*DIRECTIONS FOR THIS TASK:*
The records that follow must be repeated verbatim, every one of them.

*DATA RECORDS:*
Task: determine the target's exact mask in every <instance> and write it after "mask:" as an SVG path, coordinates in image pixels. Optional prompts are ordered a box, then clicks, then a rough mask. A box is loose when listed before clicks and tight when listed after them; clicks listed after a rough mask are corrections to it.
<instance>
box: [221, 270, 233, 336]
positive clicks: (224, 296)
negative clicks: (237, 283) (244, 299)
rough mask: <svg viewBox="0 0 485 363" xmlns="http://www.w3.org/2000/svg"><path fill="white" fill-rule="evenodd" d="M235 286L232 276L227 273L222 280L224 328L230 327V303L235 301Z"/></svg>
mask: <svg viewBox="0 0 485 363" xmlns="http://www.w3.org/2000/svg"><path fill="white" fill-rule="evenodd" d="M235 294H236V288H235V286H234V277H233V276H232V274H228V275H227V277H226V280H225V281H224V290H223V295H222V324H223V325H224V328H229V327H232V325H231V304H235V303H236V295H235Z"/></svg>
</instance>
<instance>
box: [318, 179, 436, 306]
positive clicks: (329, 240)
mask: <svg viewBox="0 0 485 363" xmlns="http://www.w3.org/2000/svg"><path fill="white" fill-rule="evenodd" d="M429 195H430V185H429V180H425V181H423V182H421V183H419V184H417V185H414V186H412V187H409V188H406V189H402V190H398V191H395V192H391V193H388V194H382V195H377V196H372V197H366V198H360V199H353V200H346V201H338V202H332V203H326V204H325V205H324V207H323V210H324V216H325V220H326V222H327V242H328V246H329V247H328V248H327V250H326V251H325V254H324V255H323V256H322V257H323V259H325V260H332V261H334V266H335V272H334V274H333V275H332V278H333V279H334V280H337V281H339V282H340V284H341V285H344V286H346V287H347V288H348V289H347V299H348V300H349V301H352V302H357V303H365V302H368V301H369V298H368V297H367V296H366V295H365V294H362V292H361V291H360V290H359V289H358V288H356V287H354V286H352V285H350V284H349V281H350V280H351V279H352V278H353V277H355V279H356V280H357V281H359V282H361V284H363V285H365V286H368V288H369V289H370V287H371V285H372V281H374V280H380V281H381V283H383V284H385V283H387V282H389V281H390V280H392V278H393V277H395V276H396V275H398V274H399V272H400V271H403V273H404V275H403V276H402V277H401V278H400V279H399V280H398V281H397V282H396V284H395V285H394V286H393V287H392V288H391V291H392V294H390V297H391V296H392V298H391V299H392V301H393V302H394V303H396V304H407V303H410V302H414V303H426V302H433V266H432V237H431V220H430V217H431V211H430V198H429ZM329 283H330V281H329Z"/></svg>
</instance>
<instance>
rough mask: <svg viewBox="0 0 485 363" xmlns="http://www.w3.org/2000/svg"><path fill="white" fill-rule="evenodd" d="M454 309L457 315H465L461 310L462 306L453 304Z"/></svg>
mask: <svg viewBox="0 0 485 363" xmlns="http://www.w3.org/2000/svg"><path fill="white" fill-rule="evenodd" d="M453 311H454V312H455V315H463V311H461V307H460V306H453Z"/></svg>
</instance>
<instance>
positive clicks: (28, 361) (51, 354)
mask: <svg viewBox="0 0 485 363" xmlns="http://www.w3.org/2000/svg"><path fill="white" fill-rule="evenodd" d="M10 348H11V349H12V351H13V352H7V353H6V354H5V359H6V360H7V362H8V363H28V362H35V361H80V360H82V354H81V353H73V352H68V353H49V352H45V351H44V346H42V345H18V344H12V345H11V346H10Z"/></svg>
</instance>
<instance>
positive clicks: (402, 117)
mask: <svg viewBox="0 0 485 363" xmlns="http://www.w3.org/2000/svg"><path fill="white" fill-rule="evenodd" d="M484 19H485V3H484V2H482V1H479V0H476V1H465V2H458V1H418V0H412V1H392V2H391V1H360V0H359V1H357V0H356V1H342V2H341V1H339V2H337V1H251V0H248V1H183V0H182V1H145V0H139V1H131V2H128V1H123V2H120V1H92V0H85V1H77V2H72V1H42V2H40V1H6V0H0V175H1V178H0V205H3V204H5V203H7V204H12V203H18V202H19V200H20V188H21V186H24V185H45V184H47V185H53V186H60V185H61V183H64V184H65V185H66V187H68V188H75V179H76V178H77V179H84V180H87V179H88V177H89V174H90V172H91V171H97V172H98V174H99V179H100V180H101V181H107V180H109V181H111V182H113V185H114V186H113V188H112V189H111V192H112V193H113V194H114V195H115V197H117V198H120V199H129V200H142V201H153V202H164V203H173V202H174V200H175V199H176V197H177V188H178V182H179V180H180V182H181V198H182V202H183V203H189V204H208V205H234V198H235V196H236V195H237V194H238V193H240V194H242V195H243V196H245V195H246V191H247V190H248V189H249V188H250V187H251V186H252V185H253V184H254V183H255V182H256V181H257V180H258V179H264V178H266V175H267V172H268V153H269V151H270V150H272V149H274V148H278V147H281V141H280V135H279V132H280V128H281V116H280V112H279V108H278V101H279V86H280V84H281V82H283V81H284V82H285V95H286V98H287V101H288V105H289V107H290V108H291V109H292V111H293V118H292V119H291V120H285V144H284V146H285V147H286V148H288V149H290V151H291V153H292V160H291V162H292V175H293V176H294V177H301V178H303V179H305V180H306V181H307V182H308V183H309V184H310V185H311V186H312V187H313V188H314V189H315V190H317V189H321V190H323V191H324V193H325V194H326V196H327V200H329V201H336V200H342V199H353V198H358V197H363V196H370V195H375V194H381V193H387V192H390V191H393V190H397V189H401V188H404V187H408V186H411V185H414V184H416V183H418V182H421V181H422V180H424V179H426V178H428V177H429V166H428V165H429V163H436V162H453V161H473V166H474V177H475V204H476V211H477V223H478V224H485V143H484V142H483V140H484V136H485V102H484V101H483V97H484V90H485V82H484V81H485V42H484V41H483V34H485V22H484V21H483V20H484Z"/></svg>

*SOLUTION:*
Task: determine the target's exact mask in every <instance> and write it after "mask:" as an SVG path, coordinates in image pixels. Optional prompts are ordered a box, then clicks, then a rough mask. A box is loose when listed before clicks and tight when listed after them; clicks listed after a rough mask are corrections to it.
<instance>
box: [221, 270, 233, 336]
positive clicks: (224, 296)
negative clicks: (237, 283) (244, 299)
rough mask: <svg viewBox="0 0 485 363" xmlns="http://www.w3.org/2000/svg"><path fill="white" fill-rule="evenodd" d="M235 286L232 276L227 273L222 280L224 328L230 327V303L235 301Z"/></svg>
mask: <svg viewBox="0 0 485 363" xmlns="http://www.w3.org/2000/svg"><path fill="white" fill-rule="evenodd" d="M235 294H236V288H235V286H234V277H233V276H232V274H228V275H227V277H226V280H225V281H224V290H223V295H222V324H223V325H224V328H229V327H232V325H231V304H235V303H236V295H235Z"/></svg>
</instance>
<instance>
box: [318, 179, 436, 306]
positive clicks: (329, 240)
mask: <svg viewBox="0 0 485 363" xmlns="http://www.w3.org/2000/svg"><path fill="white" fill-rule="evenodd" d="M429 195H430V185H429V180H425V181H423V182H421V183H419V184H417V185H414V186H412V187H409V188H406V189H402V190H398V191H395V192H391V193H388V194H382V195H377V196H372V197H366V198H360V199H353V200H346V201H338V202H332V203H326V204H325V205H324V207H323V210H324V216H325V220H326V222H327V242H328V246H329V247H328V248H327V250H326V251H325V254H324V255H323V256H322V257H323V259H325V260H332V261H334V266H335V272H334V274H333V275H332V278H333V279H334V280H337V281H339V282H340V284H341V285H344V286H346V287H347V288H348V289H347V299H348V300H349V301H352V302H357V303H365V302H368V301H369V298H368V297H367V296H366V295H365V294H362V292H361V291H360V290H359V289H358V288H356V287H354V286H352V285H350V284H349V281H350V280H351V279H352V278H353V277H355V279H356V280H357V281H359V282H361V284H363V285H365V286H368V288H369V289H370V287H371V285H372V281H374V280H380V281H381V283H383V284H385V283H387V282H389V281H390V280H392V278H393V277H395V276H396V275H398V274H399V272H400V271H403V273H404V275H403V276H402V277H401V278H400V279H399V280H398V281H397V282H396V284H395V285H394V286H393V287H392V288H391V291H392V294H390V297H391V296H392V298H391V299H392V301H393V302H394V303H396V304H407V303H410V302H414V303H426V302H433V266H432V237H431V220H430V217H431V211H430V198H429ZM329 283H330V281H329Z"/></svg>
</instance>
<instance>
rough mask: <svg viewBox="0 0 485 363" xmlns="http://www.w3.org/2000/svg"><path fill="white" fill-rule="evenodd" d="M454 309L457 315H465L461 310L462 306L453 304Z"/></svg>
mask: <svg viewBox="0 0 485 363" xmlns="http://www.w3.org/2000/svg"><path fill="white" fill-rule="evenodd" d="M453 311H454V312H455V315H463V311H461V307H460V306H453Z"/></svg>
</instance>
<instance>
positive clicks: (28, 361) (51, 354)
mask: <svg viewBox="0 0 485 363" xmlns="http://www.w3.org/2000/svg"><path fill="white" fill-rule="evenodd" d="M10 348H11V349H12V351H13V352H7V353H6V354H5V359H6V360H7V362H8V363H28V362H35V361H80V360H82V354H81V353H73V352H68V353H49V352H45V351H44V346H42V345H18V344H12V345H11V346H10Z"/></svg>
</instance>
<instance>
positive clicks: (402, 117)
mask: <svg viewBox="0 0 485 363" xmlns="http://www.w3.org/2000/svg"><path fill="white" fill-rule="evenodd" d="M484 19H485V3H484V2H482V1H479V0H476V1H465V2H458V1H418V0H412V1H392V2H391V1H360V0H359V1H357V0H356V1H342V2H341V1H339V2H337V1H251V0H248V1H183V0H182V1H145V0H139V1H131V2H128V1H123V2H120V1H92V0H85V1H77V2H72V1H42V2H40V1H6V0H0V175H1V178H0V205H3V204H5V203H7V204H12V203H18V202H19V200H20V188H21V186H24V185H45V184H47V185H53V186H60V185H61V183H64V184H65V185H66V187H68V188H75V179H76V178H77V179H84V180H87V179H88V177H89V174H90V172H91V171H97V172H98V174H99V179H100V180H101V181H107V180H109V181H111V182H113V185H114V186H113V188H112V189H111V192H112V193H113V194H114V195H115V197H117V198H120V199H129V200H142V201H153V202H164V203H173V202H174V200H175V199H176V197H177V188H178V182H179V180H180V182H181V198H182V202H183V203H189V204H208V205H234V198H235V196H236V195H237V194H238V193H240V194H242V195H243V196H245V195H246V191H247V190H248V189H249V188H250V187H251V186H252V185H253V184H254V183H255V182H256V181H257V180H258V179H264V178H266V175H267V172H268V153H269V151H270V150H272V149H274V148H278V147H281V141H280V135H279V132H280V128H281V116H280V112H279V108H278V101H279V86H280V84H281V82H283V81H284V82H285V95H286V98H287V101H288V105H289V107H290V108H291V109H292V111H293V118H292V119H291V120H285V144H284V146H285V147H286V148H288V149H290V151H291V153H292V160H291V162H292V175H293V176H294V177H301V178H303V179H305V180H306V181H307V182H308V183H309V184H310V185H311V186H312V187H313V188H314V189H315V190H317V189H321V190H323V191H324V193H325V194H326V196H327V200H329V201H336V200H342V199H353V198H358V197H363V196H370V195H375V194H381V193H387V192H390V191H393V190H397V189H401V188H404V187H408V186H411V185H414V184H416V183H418V182H421V181H422V180H424V179H426V178H428V177H429V166H428V165H429V163H436V162H453V161H473V166H474V177H475V204H476V211H477V223H478V224H485V143H484V142H483V140H484V136H485V102H484V101H483V97H484V90H485V82H484V81H485V42H484V41H483V34H485V22H484V21H483V20H484Z"/></svg>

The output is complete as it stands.